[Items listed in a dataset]
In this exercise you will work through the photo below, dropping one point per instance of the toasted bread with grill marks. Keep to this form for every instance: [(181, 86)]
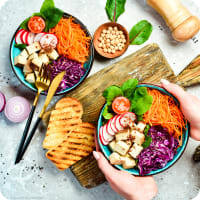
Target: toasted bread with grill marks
[(76, 145), (67, 114)]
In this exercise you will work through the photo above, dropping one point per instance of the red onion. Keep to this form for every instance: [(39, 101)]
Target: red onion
[(17, 109), (2, 101)]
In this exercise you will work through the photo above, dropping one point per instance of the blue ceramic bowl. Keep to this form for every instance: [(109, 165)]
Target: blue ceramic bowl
[(105, 149), (19, 72)]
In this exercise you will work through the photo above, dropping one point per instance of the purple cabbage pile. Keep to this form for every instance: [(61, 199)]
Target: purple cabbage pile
[(74, 72), (161, 150)]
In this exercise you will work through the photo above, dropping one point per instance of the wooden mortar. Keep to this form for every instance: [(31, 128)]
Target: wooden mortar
[(179, 19)]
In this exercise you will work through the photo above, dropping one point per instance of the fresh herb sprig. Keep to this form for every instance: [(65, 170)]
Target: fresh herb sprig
[(49, 13)]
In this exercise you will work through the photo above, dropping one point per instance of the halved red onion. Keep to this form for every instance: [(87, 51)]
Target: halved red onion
[(17, 109), (2, 101)]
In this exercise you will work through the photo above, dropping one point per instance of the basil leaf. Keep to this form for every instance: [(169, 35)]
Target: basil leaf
[(111, 92), (148, 139), (53, 16), (140, 32), (20, 46), (115, 8), (107, 114), (47, 4), (128, 87), (24, 24)]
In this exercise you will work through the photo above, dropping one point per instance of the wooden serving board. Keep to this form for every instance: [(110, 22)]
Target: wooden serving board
[(148, 65)]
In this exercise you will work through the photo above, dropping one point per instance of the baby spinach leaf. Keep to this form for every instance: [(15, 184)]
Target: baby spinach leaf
[(106, 113), (140, 32), (142, 105), (47, 4), (148, 139), (115, 8), (111, 92), (128, 87), (20, 46), (52, 16)]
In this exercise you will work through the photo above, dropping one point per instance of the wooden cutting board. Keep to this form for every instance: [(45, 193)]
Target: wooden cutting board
[(148, 65)]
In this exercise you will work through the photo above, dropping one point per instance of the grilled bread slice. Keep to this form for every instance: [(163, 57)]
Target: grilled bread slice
[(67, 114), (76, 145)]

• **TO BE DONE**: Reproduce every line of the listing above word for word, leaving out the pictures.

• **WRITTEN SOLUTION**:
In this exercise you will work through the photo below, dropping one point per instance of the toasted bread with grill marks. Keep to this form for every instance: [(181, 86)]
Target: toasted bread with grill marks
[(76, 145), (67, 114)]
In this exercise you will work through the photo above, dropping one point per instance of the red onion. Keep to this form for every instance: [(39, 101)]
Target: red onion
[(17, 109), (2, 101)]
In this exercise you will work through the photo above, dropping one point per instance of the blue ceramic bowl. Keep to this form for every instance: [(109, 165)]
Target: blue ceramic bowl
[(105, 149), (19, 72)]
In this exercise you will work through the photo above, dropping one point per instance of the purple cabbage pile. Keep to this form for every instance: [(61, 199)]
Target: purple cabbage pile
[(74, 72), (161, 150)]
In this exercise you will work through the photo above, dropping one point per instance of the wooden mortar. Keep to this form for every instance: [(31, 128)]
Target: wooden mortar
[(179, 19)]
In this exercise you will work through the photo above, dropping one point per instance of the fresh herb sprig. Keep to this form for every instance: [(65, 170)]
Target: fresh herb sprig
[(49, 13)]
In this exercise you will work through the photo above, dropping one point per instance of the halved red onion. Keep to this form for every instance: [(87, 51)]
Target: halved red onion
[(17, 109), (2, 101)]
In this exercise you will work through the photo above, dropping one point per instance of the basil leaf. Keep to this form for every instance: [(169, 35)]
Target: basil leaf
[(111, 92), (148, 139), (53, 16), (140, 32), (20, 46), (115, 8), (107, 114), (47, 4), (128, 87), (24, 24)]
In this exercise you will work through the photo above, dropping one point per instance of the wooden serving board. Keep to this form for every instance: [(110, 22)]
Target: wooden serving board
[(148, 65)]
In this exercise you will work through the photo above, dropping one point per instance of the baby spinach leaf. Keep to this form for every instance: [(15, 184)]
Target: baby spinach leaf
[(106, 113), (140, 32), (142, 105), (47, 4), (148, 139), (115, 8), (111, 92), (128, 87), (20, 46), (52, 16)]
In this exercise you will work through the photo above, dropping one point per instance of the wooden cutting board. Keep to this form for every instance: [(45, 193)]
Target: wooden cutting board
[(148, 65)]
In this exercise you will work through the photo above, dropping one point per instance of the grilled bread slice. Keep to this form for every instance: [(163, 57)]
Target: grilled bread slice
[(67, 114), (76, 145)]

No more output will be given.